● EXTRACTED TEXT

========================================

7.2 Tool Efficiency Scoring

error_rate = total_errors / total_api_calls

if error_rate == 0 and tool_calls <= 10:
    score = 5  # Perfect
elif error_rate <= 0.1 and tool_calls <= 15:
    score = 4  # Good
elif error_rate <= 0.25 and tool_calls <= 25:
    score = 3  # Average
elif error_rate <= 0.4:
    score = 2  # Poor
else:
    score = 1  # Very poor

7.3 Response Quality Scoring

Base score: 3 (average)

Additions:

Content length > 500 chars: +1
Content length > 1000 chars: +1
Contains code blocks: +1
Contains links/references: +0.5

Penalties:

Repeated errors: -1
Total errors > 5: -1
Infinite loop risk: -2

Range clamped to 1-5.

========================================

● DATA
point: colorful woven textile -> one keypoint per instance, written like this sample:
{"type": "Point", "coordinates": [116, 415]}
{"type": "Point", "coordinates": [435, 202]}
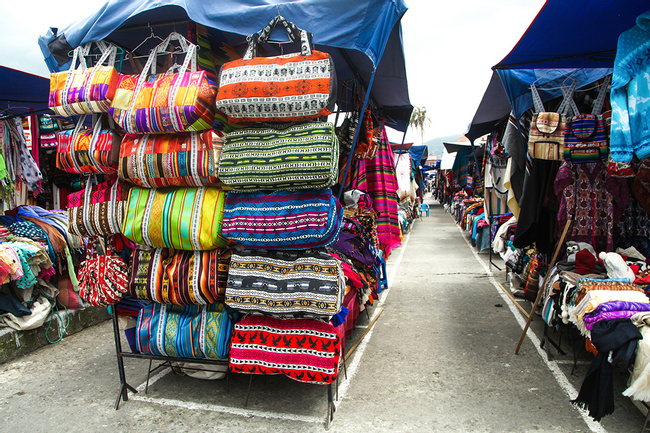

========================================

● EXERCISE TASKS
a – Answer the following from the scoring rules above:
(i) What score is assigned when the error rate is zero and there are no more than 10 tool calls?
(ii) How much is added to the response quality score when the content contains links or references?
(iii) What penalty applies for infinite loop risk?
b – Carry on the scoring rules above from the point at which they stop.

● PER-TASK OUTPUTS
a –
(i) 5 (Perfect)
(ii) +0.5
(iii) -2

b –
8. Pattern Identification

8.1 Per-Task-Type Analysis

Tracks average scores per task type to identify weak areas:

task_scores = {
    'code_review': 4.2,
    'debugging': 2.8,  # <-- Needs attention
    'feature_impl': 3.5,
}

8.2 Tool Error Frequency

Identifies which tools are most error-prone:

tool_errors = {
    'browser_navigate': 15,  # <-- High error rate
    'terminal': 5,
    'file_read': 2,
}

8.3 Error Pattern Clustering

Groups errors by type to identify systemic issues:

error_types = {
    'file_not_found': 12,  # <-- Need better path handling
    'timeout': 8,
    'api_error': 3,
}

9. Weekly Report Generation

9.1 Report Contents

Summary Statistics
- Total sessions graded
- Average tool efficiency
- Average response quality
- Task completion rate
- Error recovery rate
Problem Areas
- Lowest scoring task types
- Most error-prone tools
- Common error patterns
Improvement Suggestions
- Actionable recommendations based on patterns
- Skill gap identification
- Process improvement tips

9.2 Suggestion Generation Rules

Condition	Suggestion
completion_rate < 70%	"Add pre-task planning steps"
avg_tool_efficiency < 3	"Review error recovery patterns"
error_recovery_rate < 80%	"Implement better fallback strategies"
Specific task type low	"Consider skill enhancement for {task}"
Specific tool high errors	"Review usage patterns for {tool}"
Specific error common	"Add targeted error handling for {error}"

10. Integration Points

10.1 With Adaptive Routing (#88)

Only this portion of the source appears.